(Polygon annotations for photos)
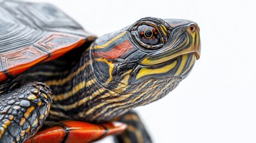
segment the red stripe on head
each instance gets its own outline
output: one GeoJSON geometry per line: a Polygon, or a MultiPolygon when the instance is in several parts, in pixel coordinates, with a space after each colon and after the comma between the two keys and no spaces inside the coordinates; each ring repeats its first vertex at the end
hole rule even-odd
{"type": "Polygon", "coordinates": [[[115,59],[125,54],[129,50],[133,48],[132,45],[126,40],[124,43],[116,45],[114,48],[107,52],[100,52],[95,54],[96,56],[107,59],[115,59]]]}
* * *
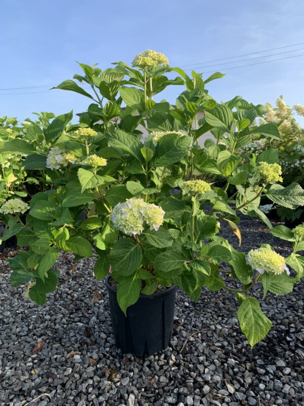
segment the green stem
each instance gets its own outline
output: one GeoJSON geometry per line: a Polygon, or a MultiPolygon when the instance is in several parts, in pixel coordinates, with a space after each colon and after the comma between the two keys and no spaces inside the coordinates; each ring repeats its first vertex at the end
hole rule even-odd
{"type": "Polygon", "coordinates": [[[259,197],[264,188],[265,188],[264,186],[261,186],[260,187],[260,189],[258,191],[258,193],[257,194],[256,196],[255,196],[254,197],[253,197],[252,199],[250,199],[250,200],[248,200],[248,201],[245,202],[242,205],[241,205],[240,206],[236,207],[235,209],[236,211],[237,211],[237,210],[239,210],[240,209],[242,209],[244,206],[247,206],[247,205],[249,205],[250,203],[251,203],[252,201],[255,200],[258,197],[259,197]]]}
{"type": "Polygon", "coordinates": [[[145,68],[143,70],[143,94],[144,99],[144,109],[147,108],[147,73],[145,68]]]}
* * *
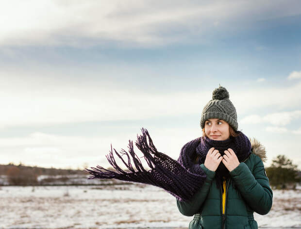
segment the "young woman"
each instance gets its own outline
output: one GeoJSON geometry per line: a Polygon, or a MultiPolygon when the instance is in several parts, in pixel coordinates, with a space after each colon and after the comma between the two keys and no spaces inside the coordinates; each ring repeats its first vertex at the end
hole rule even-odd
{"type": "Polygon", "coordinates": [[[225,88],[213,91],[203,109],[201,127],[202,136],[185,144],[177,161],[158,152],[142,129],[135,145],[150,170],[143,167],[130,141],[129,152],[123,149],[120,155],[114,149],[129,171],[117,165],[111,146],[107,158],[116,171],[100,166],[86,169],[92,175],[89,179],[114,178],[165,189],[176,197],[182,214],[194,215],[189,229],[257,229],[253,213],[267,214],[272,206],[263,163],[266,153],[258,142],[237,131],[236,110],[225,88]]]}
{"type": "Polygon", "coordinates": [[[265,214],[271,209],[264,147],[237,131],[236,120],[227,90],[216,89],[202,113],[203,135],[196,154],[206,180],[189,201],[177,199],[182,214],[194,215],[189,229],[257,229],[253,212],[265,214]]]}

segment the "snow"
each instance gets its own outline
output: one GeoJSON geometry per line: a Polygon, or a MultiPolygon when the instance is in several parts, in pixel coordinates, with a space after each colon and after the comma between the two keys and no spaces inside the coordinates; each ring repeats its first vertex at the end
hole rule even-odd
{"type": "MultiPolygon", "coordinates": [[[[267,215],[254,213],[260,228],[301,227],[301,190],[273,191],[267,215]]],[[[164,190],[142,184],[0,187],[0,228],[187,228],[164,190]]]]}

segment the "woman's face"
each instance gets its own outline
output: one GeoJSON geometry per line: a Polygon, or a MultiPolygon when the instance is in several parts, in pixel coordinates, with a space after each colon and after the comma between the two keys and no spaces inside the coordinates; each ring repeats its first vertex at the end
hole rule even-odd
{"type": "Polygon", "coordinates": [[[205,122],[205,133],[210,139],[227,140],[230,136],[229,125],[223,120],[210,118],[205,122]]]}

→ **PROMPT**: Count the lines in the records above that contain the string "segment", and give only that number.

→ **THE OUTPUT**: 5